*Work item*.
Exact copies of all the records are to be output.

Dataset entries:
+===+

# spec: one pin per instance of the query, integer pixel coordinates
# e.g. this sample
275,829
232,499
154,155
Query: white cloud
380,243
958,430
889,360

+===+

*Exercise response*.
# spec: one pin per instance of the query, integer pixel coordinates
# e.g. this sample
275,829
232,499
154,155
Query: white cloud
380,243
958,430
889,360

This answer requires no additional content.